PASSAGE SHOWN:

The following is a guest post on the Reigel case from a sometime, and hopefully more regular, contributer to this page. Steve Vahidi is one of our Goldberg Segalla lawyers.
Regular readers of this blog are aware that Mike pays quite a bit of attention to the preemption provision of the MDA for Class III PMA medical devices as interpreted by the courts at the state and Federal level.
Yesterday, the Supreme Court of the United States issued an Opinion in the much-watched case of Riegel v. Medtronic, Inc. (No. 06-179). The Court’s 8 to 1 Decision (or 7-2, depending on how Justice Stevens’ concurrence is interpreted) is a major victory for manufacturers of Class III PMA medical devices and a crushing blow for plaintiffs’ attorneys.
The Court, led by Justice Scalia, upheld the Second Circuit’s finding of preemption, and in doing so brought the Eleventh Circuit, as well as four circuits which have not addressed this issue, in line with the majority of the federal circuit courts who have held that the PMA process constitutes a federal “requirement” specifically applicable to Class III devices. State common law claims for negligence and strict liability would conflict with this federal requirement because such claims are “different from, or in addition to,” the requirements imposed by the FDA during the PMA process.
In the twelve years since Medtronic v. Lohr, 518 U.S. 470 (1996) when the Court last addressed the meaning of the term “requirement” and the scope of the MDA, the majority of justices recognizing that state common law causes of action are “requirements” (and thus are preempted) has increased from 5-4 to 8-1. This increase is in despite of the loss of Chief Justice Rehnquist and Justice O’Connor, both of whom were in the 5-4 majority in Lohr. This is a truly positive development.
Based on the questions asked by the Justices at oral argument in Riegel, it appeared that Justices Scalia, Thomas and Breyer (who felt that there was preemption in Lohr) would be joined by Chief Justice Roberts and Justice Kennedy, forming a new five person majority. Justice Ginsburg’s questions predictably echoed the petitioner’s arguments and telegraphed that she opposed preemption. Justice Stevens wrote the opinion in Lohr and finding no preemption applied. It was unclear how the other two would rule. Justice Souter appeared ambivalent and Justice Alito Alito was an unknown because of their lack of participation in questioning.The 8-1 decision exceeded even the most optimistic of predictions and may be a sign of more good things to come for manufacturers of medical devices and pharmaceuticals.
Justice Scalia appears to lay the ground work by using language in the Opinion that could immediately be applied in pharmaceutical failure-to-warn cases:
The FDA requires…pre-market approval to be made with almost no deviations from the specifications in its approval application, for the reason that the FDA has determined that the approved form provides a reasonable assurance of safety and effectiveness.

ACTIVITY LIST:
1) Copy the Riegel v. Medtronic post word for word, everything from "Regular readers of" down to "and Federal level.".
2) Pick up the Riegel v. Medtronic post after its last sentence and keep writing it.

RECORDS PROVIDED:

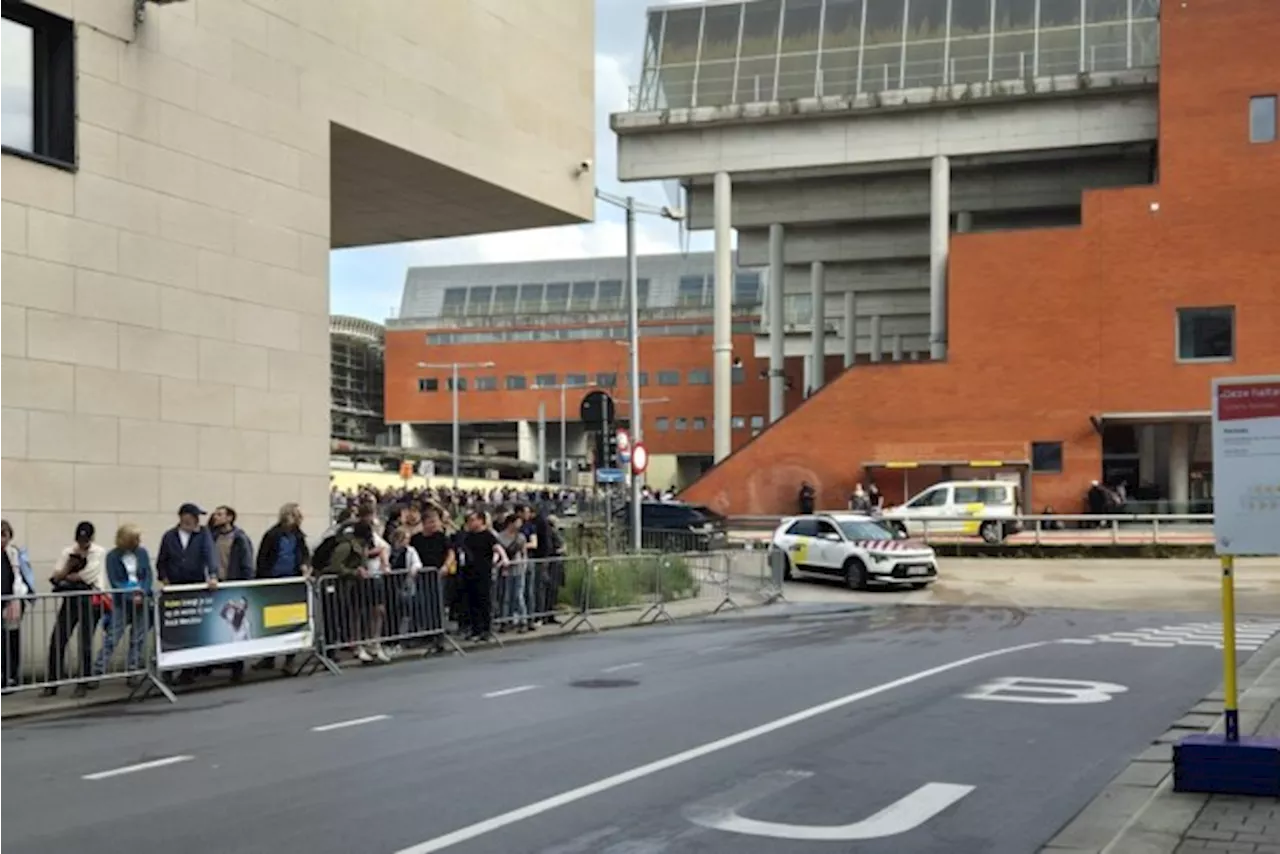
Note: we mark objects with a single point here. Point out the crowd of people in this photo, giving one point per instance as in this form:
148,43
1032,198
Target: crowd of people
507,572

RESPONSES PER TASK:
1)
Regular readers of this blog are aware that Mike pays quite a bit of attention to the preemption provision of the MDA for Class III PMA medical devices as interpreted by the courts at the state and Federal level.

2)
Scalia went on to site two instances where statutes regarding “labeling and packaging” for insecticides and “advertising or promotion” of cigarettes were held to preempt state common law claims. In doing so, Scalia indicated that in the scope of the MDA (and other Federal regulatory schemes) permitting states legislatures to impose common law duties would “make little sense” and disrupt the Federal government’s ability to effectively regulate, thus necessitating preemption. With regard to tort claims, the Court went even further and stated that “tort law, applied by juries under a negligence or strict liability standard, is less deserving” of exclusion from federal preemption than state medical device laws.
Justice Stevens' concurrence rejected the idea that the preemption provision of the MDA was meant to bar all state regulatory action and tort remedies but found that in the Riegel’s claims "are predicated on New York common-law duties that constitute requirements with respect to the device at issue that differ from federal requirements relating to safety and effectiveness."
Dissenting, Justice Ginsburg relied her interpretation of Congress’ intent in enacting the MDA and found that Congress did not intend broadly to preempt state common-law suits grounded on allegations independent of FDA requirements. She wrote that it is "difficult to believe that Congress would, without comment, remove all means of judicial recourse."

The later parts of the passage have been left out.